◆ Consignes de travail
1/ Répondez aux questions suivantes d'après l'extrait sur la clause tontinière, en marquant vos réponses de la même façon :
(a) Que permet la clause tontinière au concubin ?
(b) Lors d'un achat en tontine immobilière, comment le conjoint survivant est-il considéré ?
(c) À quel moment faut-il prévoir l'insertion d'une clause tontinière ?
2/ Réécrivez sous forme de liste le paragraphe de l'extrait sur la clause tontinière qui commence par « Il est important de prévoir », en conservant ses faits principaux.

◆ Extrait de page
····················
La clause tontinière permet au concubin de récupérer les parts d'indivision de son partenaire décédé.
La rédaction de la clause d’accroissement ou le pacte tontinier
Dans le cas d'un achat en tontine immobilière, le conjoint survivant est considéré comme ayant toujours été l'unique propriétaire du bien, ne nécessitant donc pas de racheter la part de son conjoint décédé. Ce dispositif a pour effet que les héritiers du conjoint décédé ne pourront revendiquer aucun droit car le conjoint survivant conservera seul le logement.
Il est important de prévoir l'insertion d'une clause tontinière lors de la conclusion de l'acte de vente. Les points critiques à prendre en compte devraient se concentrer sur les tenants et aboutissants de l'accord plutôt que sur sa rédaction. Si le résultat de la tontine semble anticipé pour l'une des parties qui la signent, l'efficacité de cette clause pourrait être sujette à remise en cause.
····················
◆ Données enregistrées
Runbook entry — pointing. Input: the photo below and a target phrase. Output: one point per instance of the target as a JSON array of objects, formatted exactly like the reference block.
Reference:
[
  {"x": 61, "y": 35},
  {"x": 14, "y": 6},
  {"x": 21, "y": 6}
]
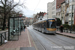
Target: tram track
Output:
[{"x": 50, "y": 39}]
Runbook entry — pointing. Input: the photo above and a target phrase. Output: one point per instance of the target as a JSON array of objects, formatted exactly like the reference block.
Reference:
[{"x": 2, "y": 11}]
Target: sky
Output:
[{"x": 34, "y": 6}]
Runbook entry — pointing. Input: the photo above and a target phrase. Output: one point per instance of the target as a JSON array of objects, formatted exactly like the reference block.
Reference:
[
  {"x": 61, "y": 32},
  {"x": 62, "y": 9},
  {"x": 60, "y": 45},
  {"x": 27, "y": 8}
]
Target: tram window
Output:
[
  {"x": 52, "y": 25},
  {"x": 47, "y": 24}
]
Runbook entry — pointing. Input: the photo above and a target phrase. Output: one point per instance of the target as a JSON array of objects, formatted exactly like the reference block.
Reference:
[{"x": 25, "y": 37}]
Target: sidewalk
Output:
[
  {"x": 25, "y": 40},
  {"x": 66, "y": 34}
]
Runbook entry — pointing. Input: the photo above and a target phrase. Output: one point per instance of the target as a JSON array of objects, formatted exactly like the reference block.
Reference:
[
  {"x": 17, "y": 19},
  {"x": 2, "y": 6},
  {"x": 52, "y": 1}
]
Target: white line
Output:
[{"x": 29, "y": 39}]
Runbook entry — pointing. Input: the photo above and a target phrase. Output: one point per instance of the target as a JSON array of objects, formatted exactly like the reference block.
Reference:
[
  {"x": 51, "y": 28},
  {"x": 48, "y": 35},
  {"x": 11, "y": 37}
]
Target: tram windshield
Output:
[{"x": 52, "y": 25}]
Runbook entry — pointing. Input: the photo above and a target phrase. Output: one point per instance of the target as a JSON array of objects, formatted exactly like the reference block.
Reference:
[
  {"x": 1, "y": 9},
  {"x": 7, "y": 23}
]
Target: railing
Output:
[
  {"x": 67, "y": 30},
  {"x": 3, "y": 37}
]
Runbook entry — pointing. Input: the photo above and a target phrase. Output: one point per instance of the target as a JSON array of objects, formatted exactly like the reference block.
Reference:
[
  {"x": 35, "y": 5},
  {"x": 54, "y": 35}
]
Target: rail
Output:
[{"x": 3, "y": 37}]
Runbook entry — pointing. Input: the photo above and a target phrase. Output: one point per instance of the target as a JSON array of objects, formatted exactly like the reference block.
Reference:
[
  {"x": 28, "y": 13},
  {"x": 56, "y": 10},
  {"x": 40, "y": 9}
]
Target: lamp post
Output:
[{"x": 71, "y": 19}]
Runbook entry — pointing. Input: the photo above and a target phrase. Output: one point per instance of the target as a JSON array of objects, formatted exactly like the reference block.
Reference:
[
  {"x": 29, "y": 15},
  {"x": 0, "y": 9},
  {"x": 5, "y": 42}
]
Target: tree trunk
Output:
[{"x": 4, "y": 21}]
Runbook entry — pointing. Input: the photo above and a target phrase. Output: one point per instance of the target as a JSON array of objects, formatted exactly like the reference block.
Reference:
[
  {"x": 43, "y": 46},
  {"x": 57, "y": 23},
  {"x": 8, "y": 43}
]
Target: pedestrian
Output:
[
  {"x": 24, "y": 27},
  {"x": 61, "y": 28}
]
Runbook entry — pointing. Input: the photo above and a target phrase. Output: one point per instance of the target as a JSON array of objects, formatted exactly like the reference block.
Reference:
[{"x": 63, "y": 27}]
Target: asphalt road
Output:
[{"x": 51, "y": 42}]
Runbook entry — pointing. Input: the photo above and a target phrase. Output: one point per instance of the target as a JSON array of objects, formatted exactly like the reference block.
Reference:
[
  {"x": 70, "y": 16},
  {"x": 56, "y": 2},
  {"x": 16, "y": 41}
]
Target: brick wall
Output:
[{"x": 58, "y": 3}]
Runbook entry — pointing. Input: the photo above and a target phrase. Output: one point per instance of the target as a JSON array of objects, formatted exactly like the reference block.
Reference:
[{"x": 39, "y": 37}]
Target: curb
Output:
[{"x": 65, "y": 35}]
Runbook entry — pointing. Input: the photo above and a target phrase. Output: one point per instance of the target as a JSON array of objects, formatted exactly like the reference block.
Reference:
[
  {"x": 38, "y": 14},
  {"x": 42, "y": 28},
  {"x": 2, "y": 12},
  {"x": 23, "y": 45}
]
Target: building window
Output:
[
  {"x": 67, "y": 1},
  {"x": 71, "y": 1}
]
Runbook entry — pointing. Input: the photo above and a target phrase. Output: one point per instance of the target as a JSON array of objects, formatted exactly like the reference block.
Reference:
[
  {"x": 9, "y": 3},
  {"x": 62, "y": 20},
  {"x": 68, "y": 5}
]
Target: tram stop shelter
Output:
[{"x": 15, "y": 25}]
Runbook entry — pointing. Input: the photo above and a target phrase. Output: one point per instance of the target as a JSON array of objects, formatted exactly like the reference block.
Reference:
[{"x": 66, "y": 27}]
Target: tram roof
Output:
[{"x": 43, "y": 20}]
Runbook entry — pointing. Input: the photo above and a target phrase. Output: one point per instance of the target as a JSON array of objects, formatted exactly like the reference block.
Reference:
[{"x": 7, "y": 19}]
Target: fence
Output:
[
  {"x": 67, "y": 30},
  {"x": 3, "y": 37}
]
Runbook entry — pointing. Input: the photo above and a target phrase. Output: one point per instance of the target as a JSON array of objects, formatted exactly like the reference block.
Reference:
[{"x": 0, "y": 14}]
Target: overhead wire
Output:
[{"x": 37, "y": 5}]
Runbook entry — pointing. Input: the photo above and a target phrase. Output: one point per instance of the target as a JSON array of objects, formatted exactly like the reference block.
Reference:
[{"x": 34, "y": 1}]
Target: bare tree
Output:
[{"x": 7, "y": 6}]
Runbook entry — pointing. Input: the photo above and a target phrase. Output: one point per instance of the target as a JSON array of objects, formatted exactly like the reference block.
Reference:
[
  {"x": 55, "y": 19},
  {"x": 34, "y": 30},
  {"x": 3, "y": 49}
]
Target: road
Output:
[{"x": 51, "y": 42}]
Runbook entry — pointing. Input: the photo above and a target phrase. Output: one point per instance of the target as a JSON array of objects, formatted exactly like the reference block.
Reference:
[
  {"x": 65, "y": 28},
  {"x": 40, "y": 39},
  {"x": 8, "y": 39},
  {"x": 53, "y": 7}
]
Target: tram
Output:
[{"x": 46, "y": 26}]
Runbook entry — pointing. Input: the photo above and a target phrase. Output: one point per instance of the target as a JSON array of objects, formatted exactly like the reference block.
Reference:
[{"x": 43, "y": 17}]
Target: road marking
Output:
[{"x": 29, "y": 39}]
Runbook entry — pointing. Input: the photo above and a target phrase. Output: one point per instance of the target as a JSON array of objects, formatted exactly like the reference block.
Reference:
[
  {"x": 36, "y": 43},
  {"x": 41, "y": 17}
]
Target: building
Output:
[
  {"x": 49, "y": 10},
  {"x": 58, "y": 8},
  {"x": 53, "y": 9},
  {"x": 63, "y": 12},
  {"x": 70, "y": 14},
  {"x": 38, "y": 16}
]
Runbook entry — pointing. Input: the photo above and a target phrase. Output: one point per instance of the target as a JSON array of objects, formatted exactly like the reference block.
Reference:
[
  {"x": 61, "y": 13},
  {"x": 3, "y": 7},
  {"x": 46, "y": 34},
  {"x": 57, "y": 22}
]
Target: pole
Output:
[{"x": 71, "y": 19}]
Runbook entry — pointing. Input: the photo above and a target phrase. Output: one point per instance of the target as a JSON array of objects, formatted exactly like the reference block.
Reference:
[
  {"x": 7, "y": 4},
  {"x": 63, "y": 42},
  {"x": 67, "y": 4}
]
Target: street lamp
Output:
[{"x": 72, "y": 19}]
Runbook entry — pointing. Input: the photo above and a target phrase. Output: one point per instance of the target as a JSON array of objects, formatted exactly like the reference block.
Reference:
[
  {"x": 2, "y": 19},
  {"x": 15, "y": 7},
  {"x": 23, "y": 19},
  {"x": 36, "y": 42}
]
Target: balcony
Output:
[{"x": 58, "y": 10}]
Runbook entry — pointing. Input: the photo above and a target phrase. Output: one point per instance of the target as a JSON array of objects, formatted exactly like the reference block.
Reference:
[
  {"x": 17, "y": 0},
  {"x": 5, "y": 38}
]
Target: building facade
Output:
[
  {"x": 49, "y": 10},
  {"x": 70, "y": 11}
]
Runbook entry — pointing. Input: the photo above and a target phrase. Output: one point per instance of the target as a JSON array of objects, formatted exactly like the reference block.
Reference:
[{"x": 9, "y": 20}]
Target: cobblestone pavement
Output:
[
  {"x": 67, "y": 34},
  {"x": 25, "y": 40}
]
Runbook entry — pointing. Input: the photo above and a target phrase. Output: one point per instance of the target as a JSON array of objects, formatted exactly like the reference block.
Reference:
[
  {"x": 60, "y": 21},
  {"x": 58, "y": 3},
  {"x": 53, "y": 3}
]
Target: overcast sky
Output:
[{"x": 34, "y": 6}]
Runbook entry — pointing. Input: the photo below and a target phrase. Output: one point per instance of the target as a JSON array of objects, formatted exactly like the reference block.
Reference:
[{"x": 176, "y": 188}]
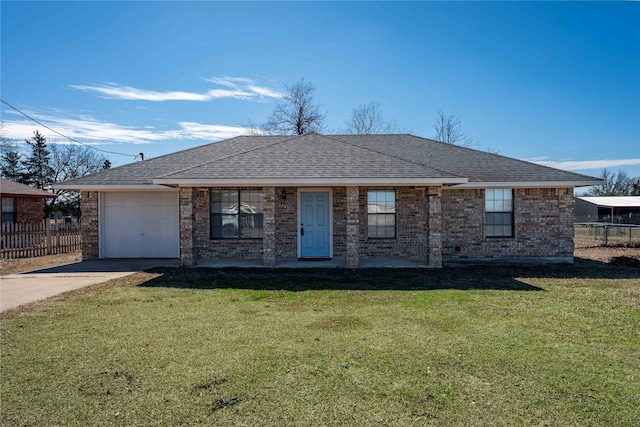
····················
◆ Réponses par consigne
1/
(a) Elle lui permet de récupérer les parts d'indivision de son partenaire décédé.
(b) Il est considéré comme ayant toujours été l'unique propriétaire du bien.
(c) Lors de la conclusion de l'acte de vente.

2/
- Prévoir l'insertion d'une clause tontinière lors de la conclusion de l'acte de vente.
- Se concentrer sur les tenants et aboutissants de l'accord plutôt que sur sa rédaction.
- Si le résultat de la tontine semble anticipé pour l'une des parties signataires, l'efficacité de la clause pourrait être remise en cause.